WHAT THIS TASK INVOLVES
Give back exactly the lines from the one containing "Where can the trash" through the end of the records, including both, and no others.

Stored dataset items:
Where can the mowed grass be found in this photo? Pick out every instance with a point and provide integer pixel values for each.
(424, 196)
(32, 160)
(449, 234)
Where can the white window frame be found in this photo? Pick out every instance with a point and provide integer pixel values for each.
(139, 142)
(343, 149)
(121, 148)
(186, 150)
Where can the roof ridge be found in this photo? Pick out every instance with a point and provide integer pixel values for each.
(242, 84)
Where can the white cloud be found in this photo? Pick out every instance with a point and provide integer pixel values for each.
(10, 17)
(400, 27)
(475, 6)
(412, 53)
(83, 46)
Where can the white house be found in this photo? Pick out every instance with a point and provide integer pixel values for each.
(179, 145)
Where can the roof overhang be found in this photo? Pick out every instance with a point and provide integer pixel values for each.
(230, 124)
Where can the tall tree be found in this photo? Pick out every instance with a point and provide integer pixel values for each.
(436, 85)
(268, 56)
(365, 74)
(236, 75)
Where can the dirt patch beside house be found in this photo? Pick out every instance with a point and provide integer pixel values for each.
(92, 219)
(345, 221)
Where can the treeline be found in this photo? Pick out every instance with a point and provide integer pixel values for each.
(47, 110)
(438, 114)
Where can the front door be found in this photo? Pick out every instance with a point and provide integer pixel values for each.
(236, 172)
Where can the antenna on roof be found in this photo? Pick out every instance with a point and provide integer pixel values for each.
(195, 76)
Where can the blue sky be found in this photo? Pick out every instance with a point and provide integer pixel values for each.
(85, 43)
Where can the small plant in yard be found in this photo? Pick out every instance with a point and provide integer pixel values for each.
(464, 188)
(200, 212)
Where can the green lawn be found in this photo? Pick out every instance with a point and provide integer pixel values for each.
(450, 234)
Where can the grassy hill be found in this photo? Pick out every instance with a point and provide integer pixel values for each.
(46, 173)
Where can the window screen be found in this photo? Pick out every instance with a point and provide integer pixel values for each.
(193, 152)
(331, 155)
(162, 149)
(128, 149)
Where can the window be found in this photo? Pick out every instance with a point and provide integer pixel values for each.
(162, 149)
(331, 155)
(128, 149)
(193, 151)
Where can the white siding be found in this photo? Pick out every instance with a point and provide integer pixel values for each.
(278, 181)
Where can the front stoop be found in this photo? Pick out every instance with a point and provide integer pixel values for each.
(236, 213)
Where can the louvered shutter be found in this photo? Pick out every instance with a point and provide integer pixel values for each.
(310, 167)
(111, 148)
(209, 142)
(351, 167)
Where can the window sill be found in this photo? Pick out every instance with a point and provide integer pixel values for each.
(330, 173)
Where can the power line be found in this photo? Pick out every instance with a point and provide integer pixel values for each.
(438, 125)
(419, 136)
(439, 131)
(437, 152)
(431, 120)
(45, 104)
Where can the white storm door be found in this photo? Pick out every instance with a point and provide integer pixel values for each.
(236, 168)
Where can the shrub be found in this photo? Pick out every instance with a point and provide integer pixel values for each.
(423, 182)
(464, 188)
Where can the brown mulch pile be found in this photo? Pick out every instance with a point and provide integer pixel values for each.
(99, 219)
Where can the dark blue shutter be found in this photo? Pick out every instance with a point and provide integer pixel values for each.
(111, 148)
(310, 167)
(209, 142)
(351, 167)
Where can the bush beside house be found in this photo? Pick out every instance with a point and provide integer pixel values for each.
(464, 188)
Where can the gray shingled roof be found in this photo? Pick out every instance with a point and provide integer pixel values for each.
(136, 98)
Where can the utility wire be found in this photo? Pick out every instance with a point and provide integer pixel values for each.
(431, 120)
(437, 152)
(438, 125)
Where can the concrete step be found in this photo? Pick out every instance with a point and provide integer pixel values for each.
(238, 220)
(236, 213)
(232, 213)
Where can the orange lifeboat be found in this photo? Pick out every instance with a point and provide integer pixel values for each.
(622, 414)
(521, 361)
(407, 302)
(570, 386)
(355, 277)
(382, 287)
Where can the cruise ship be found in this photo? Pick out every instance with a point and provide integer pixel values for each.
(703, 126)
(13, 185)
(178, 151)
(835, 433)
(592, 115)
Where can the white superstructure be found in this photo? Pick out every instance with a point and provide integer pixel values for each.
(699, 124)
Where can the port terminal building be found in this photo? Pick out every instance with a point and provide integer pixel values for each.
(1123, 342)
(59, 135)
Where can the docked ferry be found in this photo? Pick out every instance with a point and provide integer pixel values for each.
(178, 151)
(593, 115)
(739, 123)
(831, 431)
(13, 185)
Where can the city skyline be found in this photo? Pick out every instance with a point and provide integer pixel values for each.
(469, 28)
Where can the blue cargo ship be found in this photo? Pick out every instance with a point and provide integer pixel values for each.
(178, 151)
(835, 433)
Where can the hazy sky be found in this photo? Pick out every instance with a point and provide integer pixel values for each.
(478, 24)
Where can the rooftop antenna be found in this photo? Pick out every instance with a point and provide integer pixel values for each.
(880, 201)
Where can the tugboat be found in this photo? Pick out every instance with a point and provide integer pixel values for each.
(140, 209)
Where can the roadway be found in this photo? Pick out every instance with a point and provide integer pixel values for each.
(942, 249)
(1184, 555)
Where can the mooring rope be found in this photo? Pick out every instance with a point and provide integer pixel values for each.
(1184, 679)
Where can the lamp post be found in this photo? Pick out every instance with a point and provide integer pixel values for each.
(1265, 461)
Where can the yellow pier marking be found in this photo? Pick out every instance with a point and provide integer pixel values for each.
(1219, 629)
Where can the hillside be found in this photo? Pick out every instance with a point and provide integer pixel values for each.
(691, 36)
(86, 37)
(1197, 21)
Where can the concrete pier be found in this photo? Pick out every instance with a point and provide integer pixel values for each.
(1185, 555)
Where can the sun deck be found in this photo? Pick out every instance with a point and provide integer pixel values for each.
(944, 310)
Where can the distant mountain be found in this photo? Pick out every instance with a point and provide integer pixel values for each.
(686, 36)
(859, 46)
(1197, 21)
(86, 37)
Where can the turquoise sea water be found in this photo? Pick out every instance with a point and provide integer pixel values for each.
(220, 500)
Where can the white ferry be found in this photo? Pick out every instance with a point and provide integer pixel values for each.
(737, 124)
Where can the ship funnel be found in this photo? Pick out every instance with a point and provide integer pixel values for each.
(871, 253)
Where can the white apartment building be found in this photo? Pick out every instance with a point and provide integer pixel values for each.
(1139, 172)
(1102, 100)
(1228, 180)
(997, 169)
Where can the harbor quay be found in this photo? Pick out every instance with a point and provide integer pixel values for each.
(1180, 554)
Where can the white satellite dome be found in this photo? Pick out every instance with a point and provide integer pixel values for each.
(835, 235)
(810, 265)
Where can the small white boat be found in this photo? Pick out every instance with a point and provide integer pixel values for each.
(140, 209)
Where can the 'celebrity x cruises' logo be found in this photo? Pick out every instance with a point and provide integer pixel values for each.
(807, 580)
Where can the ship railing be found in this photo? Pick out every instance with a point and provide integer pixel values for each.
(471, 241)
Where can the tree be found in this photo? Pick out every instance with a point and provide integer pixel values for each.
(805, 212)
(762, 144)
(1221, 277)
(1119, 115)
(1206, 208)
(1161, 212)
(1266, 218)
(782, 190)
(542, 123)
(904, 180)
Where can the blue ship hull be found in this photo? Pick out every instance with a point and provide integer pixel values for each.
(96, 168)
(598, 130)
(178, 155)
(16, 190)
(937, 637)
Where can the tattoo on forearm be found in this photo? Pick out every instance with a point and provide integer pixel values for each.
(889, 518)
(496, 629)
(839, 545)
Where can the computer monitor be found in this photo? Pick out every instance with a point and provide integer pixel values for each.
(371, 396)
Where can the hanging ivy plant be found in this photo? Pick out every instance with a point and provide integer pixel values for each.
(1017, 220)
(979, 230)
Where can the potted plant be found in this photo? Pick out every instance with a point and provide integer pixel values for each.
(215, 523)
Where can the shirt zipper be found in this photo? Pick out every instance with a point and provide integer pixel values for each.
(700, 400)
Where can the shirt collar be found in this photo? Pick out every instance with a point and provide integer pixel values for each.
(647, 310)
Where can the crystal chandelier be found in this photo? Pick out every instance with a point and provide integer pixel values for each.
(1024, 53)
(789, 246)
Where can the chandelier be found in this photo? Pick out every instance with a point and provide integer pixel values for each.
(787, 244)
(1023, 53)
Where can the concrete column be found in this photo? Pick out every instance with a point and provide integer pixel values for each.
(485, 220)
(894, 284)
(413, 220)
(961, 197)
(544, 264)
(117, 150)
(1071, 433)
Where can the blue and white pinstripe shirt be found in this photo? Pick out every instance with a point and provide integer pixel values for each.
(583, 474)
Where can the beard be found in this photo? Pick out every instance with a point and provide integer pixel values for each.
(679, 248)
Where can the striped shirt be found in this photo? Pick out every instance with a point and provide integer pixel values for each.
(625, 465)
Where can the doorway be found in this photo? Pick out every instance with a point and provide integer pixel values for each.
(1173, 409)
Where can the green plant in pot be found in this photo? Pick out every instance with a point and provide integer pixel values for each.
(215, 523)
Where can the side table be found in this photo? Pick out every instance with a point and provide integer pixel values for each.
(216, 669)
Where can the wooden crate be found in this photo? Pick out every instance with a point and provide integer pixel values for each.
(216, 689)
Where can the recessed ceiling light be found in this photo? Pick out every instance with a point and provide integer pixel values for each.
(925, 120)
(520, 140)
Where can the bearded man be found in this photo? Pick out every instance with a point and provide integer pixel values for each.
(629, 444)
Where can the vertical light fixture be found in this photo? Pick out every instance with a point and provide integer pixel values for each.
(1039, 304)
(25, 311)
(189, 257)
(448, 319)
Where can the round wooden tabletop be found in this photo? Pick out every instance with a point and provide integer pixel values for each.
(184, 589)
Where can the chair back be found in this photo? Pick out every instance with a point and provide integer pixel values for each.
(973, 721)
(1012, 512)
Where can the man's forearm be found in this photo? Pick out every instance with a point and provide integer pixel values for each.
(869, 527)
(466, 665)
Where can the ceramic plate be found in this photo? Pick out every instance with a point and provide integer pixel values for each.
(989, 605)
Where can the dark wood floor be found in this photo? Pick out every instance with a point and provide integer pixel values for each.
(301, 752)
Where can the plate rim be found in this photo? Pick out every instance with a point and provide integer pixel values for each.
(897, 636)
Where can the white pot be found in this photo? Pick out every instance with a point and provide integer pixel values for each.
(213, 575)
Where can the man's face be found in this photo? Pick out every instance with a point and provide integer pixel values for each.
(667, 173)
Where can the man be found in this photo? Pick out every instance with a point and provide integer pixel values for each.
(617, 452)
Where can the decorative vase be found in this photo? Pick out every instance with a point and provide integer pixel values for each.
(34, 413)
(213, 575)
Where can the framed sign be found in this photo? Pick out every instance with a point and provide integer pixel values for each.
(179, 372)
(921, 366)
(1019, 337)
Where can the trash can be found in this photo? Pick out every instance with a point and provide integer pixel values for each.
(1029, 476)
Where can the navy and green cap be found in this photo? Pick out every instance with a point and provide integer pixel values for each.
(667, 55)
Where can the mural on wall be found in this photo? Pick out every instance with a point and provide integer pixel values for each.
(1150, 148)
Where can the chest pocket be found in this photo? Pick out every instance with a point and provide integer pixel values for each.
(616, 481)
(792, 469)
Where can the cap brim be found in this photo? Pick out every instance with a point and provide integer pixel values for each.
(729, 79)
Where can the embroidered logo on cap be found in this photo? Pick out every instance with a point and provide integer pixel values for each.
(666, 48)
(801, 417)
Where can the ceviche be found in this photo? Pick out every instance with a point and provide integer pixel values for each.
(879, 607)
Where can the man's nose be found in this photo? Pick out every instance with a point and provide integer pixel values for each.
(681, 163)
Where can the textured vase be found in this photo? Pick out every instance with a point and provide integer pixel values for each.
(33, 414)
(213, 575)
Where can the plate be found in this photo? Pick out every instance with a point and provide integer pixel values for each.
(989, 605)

ANSWER BELOW
Where can the trash can be found in this photo? Pick out every instance with a point and provide integer pixel values for each.
(1029, 476)
Where can the navy and green cap be found in this photo? Pick out every instance with a point and provide integer pixel values for each.
(667, 55)
Where can the mural on wall be found in this photo? Pick out every instance with a point and provide integer pixel values for each.
(1150, 148)
Where can the chest pocket be found in this photo? Pick out every instance with a point and provide integer pixel values for each.
(616, 481)
(792, 469)
Where can the cap brim be found in this photo? Pick out every instance with a point and provide integer pixel values for each.
(729, 79)
Where can the embroidered logo on cap be found in this photo? Pick out every instance with a point and provide integer pixel values for each.
(666, 48)
(801, 417)
Where can the ceviche be found in this photo? Pick out every instance with a point and provide integer pixel values for each.
(879, 607)
Where can the man's nose be found in this photo? Pick out every instance with a point and provide integer pixel values for each.
(681, 163)
Where can the textured vase be found in this photo? Pick out every instance with a point and provide integer pixel values for each.
(33, 414)
(213, 575)
Where can the plate be found in this photo? Pick out every instance with a point and provide integer pixel values for each.
(989, 605)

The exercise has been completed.